▶ TASK OBJECTIVE: All of the material below is to be retyped exactly.

(Coordinate annotation entries)
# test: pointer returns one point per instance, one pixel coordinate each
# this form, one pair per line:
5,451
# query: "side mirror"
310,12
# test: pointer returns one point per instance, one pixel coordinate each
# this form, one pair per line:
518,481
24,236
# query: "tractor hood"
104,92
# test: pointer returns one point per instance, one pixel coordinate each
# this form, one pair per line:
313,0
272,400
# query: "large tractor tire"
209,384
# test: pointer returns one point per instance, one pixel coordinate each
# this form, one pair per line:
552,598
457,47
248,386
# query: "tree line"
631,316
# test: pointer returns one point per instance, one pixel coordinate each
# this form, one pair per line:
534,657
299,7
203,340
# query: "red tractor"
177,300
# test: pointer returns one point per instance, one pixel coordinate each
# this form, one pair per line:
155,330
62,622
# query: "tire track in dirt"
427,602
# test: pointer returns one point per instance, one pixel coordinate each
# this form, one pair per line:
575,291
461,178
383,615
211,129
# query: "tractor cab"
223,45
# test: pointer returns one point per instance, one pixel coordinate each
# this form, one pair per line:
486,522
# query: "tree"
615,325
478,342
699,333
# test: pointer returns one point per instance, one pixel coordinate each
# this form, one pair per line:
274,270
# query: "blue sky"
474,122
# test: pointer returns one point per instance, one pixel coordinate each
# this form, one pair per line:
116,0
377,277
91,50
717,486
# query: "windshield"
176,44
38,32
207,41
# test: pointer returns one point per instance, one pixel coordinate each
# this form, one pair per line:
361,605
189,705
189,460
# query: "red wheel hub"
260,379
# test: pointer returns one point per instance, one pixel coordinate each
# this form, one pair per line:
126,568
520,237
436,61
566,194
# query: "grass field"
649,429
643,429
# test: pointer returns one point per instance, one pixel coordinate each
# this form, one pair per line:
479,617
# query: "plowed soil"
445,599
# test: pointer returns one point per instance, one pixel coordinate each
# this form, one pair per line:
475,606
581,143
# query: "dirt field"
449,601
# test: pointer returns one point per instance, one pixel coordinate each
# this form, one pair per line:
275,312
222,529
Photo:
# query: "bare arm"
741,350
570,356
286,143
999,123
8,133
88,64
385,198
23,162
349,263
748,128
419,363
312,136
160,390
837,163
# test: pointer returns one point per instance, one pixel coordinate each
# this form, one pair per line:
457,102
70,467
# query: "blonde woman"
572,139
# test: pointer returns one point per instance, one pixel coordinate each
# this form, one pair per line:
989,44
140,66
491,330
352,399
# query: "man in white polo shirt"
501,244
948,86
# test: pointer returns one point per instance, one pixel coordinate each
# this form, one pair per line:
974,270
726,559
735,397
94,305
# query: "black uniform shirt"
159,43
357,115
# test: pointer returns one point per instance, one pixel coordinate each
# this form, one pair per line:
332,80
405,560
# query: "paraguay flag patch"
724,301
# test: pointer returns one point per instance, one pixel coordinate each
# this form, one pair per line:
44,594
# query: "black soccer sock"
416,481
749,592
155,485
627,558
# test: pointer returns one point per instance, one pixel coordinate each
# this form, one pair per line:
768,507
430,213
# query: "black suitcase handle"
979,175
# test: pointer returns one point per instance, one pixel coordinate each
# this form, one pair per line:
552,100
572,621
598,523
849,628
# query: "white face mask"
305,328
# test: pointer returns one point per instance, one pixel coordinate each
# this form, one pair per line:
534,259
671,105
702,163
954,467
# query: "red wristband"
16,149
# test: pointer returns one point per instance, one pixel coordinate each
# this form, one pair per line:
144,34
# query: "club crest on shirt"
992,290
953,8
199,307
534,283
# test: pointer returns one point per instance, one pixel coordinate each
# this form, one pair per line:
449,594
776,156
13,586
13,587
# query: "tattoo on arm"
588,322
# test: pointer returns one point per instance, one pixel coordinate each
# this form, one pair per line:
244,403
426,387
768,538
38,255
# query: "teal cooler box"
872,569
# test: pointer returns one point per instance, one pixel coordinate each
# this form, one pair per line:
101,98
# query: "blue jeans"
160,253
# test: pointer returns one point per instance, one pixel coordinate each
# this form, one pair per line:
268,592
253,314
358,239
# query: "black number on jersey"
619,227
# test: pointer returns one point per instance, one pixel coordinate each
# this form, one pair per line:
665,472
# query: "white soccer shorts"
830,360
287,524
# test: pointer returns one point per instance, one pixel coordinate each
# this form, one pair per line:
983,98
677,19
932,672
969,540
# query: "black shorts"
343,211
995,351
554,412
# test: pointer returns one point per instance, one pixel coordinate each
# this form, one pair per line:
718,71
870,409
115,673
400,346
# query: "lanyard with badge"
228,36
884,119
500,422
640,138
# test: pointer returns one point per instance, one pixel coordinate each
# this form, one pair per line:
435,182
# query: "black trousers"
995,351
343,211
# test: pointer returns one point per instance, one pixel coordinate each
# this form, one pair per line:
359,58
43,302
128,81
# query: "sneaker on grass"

▶ CORRECT RESULT:
# test: pointer returns one point per instance, one pixel coordinate each
# this form, one pair per line:
5,451
# query: "side mirror"
310,12
# test: pointer returns one point per instance, one pixel coordinate each
# this form, one pair per line:
518,481
24,236
# query: "tractor hood"
104,92
# test: pointer returns one point per instance, one pixel coordinate each
# this form, one pair per line:
313,0
272,400
# query: "large tractor tire"
209,384
# test: pointer returns one point per instance, one pixel coordinate each
# this form, one pair per line:
552,598
457,47
248,386
# query: "tree line"
631,316
# test: pointer returns one point per instance, one pixel coordinate each
# this form, one pair per line:
534,657
299,7
203,340
# query: "red tractor"
177,300
# test: pointer returns one point per instance, one pixel coordinate each
# this form, one pair per line:
155,330
62,622
# query: "tire track in dirt"
427,602
# test: pointer returns one point per instance, one pixel coordinate each
# this form, one pair per line:
575,291
461,178
383,615
211,129
# query: "tractor cab"
223,45
# test: pointer returns one point per instance, one pixel coordinate each
# this form, one pair per line:
486,522
# query: "tree"
615,325
478,342
699,333
# test: pointer returns one point per instance, one pixel coordinate each
# this form, one pair per line:
274,270
# query: "blue sky"
474,122
# test: pointer returns one point per instance, one pixel coordinate each
# this form, one pair per line:
116,0
377,277
91,50
717,486
# query: "windshield"
176,44
38,32
207,41
# test: pointer returns one point per instance, one pixel coordinate each
# this form, one pair per line:
361,605
189,705
189,460
# query: "red wheel hub"
260,379
# test: pointer returns one point per instance, one pixel coordinate each
# this form, one pair per line:
126,568
520,237
436,61
566,194
# query: "grass field"
649,429
643,429
# test: pointer returns one point per instance, one pixel coordinate each
# this form, one pair per line:
479,617
# query: "plowed soil"
445,599
# test: pointer returns one point per instance, one pixel coordinate each
# this form, one pair per line:
475,606
581,143
# query: "dirt field"
449,601
# test: pointer returns one point per instance, one pixel coordinate each
# this form, one pair per line:
275,312
222,529
Photo:
# query: "bare arm"
741,350
570,356
286,143
999,123
8,133
88,64
385,198
23,162
349,263
748,128
419,363
312,136
160,390
837,163
# test: pointer returns one point per instance, one pixel coordinate each
# this form, one pair per line:
457,102
70,467
# query: "blonde woman"
572,139
# test: pointer returns one point per instance, one pixel coordinate each
# this form, one pair per line:
989,44
140,66
491,330
352,399
# query: "man in white polo shirt"
501,244
948,86
# test: pointer returns one point per instance, one pixel coordinate each
# this form, one pair per line:
974,270
726,559
735,397
94,305
# query: "black uniform shirt"
159,43
357,115
# test: pointer returns one point per instance, one pixel coordinate each
# this form, one pair per line:
332,80
405,560
# query: "paraguay flag patch"
724,301
# test: pointer returns one point per instance, one pixel coordinate each
# this form, one pair per line:
44,594
# query: "black soccer sock"
416,481
749,592
155,485
627,558
# test: pointer returns one point per instance, one pixel coordinate each
# this form, one pair per line:
768,507
430,213
# query: "black suitcase handle"
979,175
# test: pointer returns one point per instance, one pixel coordinate each
# this form, one pair per line:
552,100
572,621
598,523
849,628
# query: "white face mask"
305,328
# test: pointer returns one point per instance, one pixel coordinate each
# this form, one pair per line:
534,259
671,105
702,163
954,467
# query: "red wristband"
16,149
# test: pointer returns one point per instance, one pixel coordinate each
# this form, one pair per line:
144,34
# query: "club crest on shirt"
992,290
953,8
199,307
534,283
# test: pointer returns one point per instance, one pixel coordinate each
# this form, one pair per line:
449,594
776,156
13,586
13,587
# query: "tattoo on arm"
588,322
# test: pointer returns one point per instance, one pixel coordinate each
# this form, one pair per line:
244,403
426,387
768,538
38,255
# query: "teal cooler box"
872,569
# test: pointer returns one point per instance, one pixel coordinate each
# this form, one pair per line:
101,98
# query: "blue jeans"
160,253
# test: pointer returns one point per instance, one pixel coordinate each
# this form, one pair per line:
268,592
253,314
358,239
# query: "black number on jersey"
619,227
# test: pointer returns one point per instance, one pixel coordinate each
# this form, one pair per line:
665,472
# query: "white soccer shorts"
830,360
287,524
# test: pointer returns one point per instance, one pixel coordinate each
# this form, one pair per line:
983,98
677,19
932,672
969,540
# query: "black shorts"
343,211
995,351
554,412
# test: pointer returns one point per instance, one pixel coordinate each
# this form, one pair per line:
718,71
870,409
115,673
400,346
# query: "lanyard with badge"
228,36
884,119
500,422
640,138
# test: pointer returns one point per instance, one pixel coordinate each
# this form, one pair per line:
435,182
# query: "black trousers"
995,351
343,211
# test: pointer returns one point per instance, one pixel coordinate each
# this form, one pair per line:
359,58
43,302
128,81
# query: "sneaker on grass"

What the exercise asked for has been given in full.